PROBLEM REQUIREMENTS =>
Show each line of the listing below that contains the word "white".

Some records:
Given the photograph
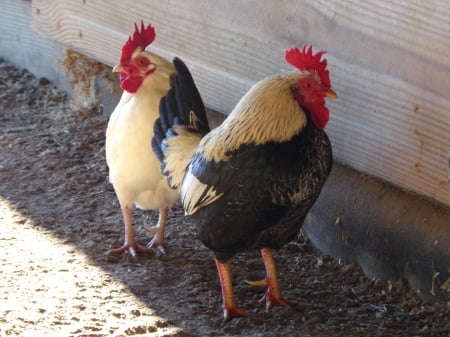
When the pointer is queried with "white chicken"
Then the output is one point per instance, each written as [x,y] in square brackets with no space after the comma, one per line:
[134,170]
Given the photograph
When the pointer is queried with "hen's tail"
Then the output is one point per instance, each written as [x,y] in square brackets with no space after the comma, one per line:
[181,125]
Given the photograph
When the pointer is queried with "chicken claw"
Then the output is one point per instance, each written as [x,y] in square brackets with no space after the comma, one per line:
[230,309]
[131,249]
[130,246]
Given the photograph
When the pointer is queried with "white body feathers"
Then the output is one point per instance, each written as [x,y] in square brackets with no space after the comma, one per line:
[134,170]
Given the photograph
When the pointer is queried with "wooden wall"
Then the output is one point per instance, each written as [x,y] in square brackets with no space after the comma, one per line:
[389,64]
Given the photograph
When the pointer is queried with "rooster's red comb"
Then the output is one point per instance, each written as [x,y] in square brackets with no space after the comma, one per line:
[304,60]
[140,38]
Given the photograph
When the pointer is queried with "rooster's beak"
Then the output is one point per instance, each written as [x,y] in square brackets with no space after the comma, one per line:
[329,93]
[117,68]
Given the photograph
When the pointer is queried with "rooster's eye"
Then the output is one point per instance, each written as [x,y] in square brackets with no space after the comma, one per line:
[142,61]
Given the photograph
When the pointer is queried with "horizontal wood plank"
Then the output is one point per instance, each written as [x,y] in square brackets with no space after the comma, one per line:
[388,60]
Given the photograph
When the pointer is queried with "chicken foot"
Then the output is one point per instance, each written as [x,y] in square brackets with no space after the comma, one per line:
[273,295]
[130,244]
[158,230]
[230,309]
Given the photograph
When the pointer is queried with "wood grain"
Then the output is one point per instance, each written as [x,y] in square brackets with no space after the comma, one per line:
[389,63]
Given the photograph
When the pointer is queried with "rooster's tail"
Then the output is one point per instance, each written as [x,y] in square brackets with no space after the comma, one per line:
[181,125]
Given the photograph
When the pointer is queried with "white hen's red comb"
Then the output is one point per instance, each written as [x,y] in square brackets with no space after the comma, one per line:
[304,60]
[140,38]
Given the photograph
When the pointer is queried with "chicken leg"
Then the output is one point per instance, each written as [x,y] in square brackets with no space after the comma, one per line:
[158,230]
[130,244]
[230,309]
[273,294]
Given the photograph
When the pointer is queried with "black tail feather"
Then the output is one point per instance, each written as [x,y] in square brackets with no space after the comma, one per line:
[182,105]
[190,104]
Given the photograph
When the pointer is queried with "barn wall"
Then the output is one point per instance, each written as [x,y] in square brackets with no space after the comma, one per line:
[388,60]
[20,47]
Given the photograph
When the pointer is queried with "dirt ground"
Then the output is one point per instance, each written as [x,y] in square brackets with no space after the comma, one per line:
[59,215]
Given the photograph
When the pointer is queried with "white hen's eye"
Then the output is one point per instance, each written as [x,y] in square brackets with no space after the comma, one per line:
[142,61]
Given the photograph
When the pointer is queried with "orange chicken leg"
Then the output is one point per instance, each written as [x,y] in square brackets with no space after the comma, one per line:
[230,309]
[273,294]
[130,244]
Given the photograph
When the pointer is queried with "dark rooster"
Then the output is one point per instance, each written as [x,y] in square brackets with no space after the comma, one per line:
[249,183]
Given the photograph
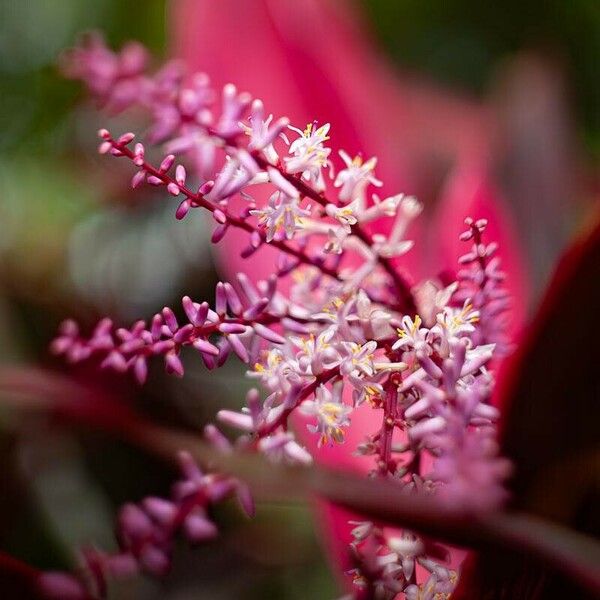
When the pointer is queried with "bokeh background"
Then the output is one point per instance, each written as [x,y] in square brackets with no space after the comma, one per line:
[75,242]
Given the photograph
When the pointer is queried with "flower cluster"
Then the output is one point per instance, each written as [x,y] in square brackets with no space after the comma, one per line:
[386,564]
[352,331]
[146,532]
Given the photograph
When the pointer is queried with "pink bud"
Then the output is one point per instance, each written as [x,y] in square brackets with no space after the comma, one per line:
[61,586]
[163,511]
[238,347]
[167,163]
[219,216]
[268,334]
[232,328]
[170,319]
[180,175]
[183,209]
[138,178]
[173,364]
[126,138]
[219,233]
[140,370]
[104,147]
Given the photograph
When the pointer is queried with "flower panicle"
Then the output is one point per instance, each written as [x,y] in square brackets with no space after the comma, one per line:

FINAL RESULT =>
When the pointer is queried with "white chicken"
When the pointer is queried with "white body feathers"
When the pointer is queried with "white hen's red comb"
When the pointer is queried with "white hen's eye"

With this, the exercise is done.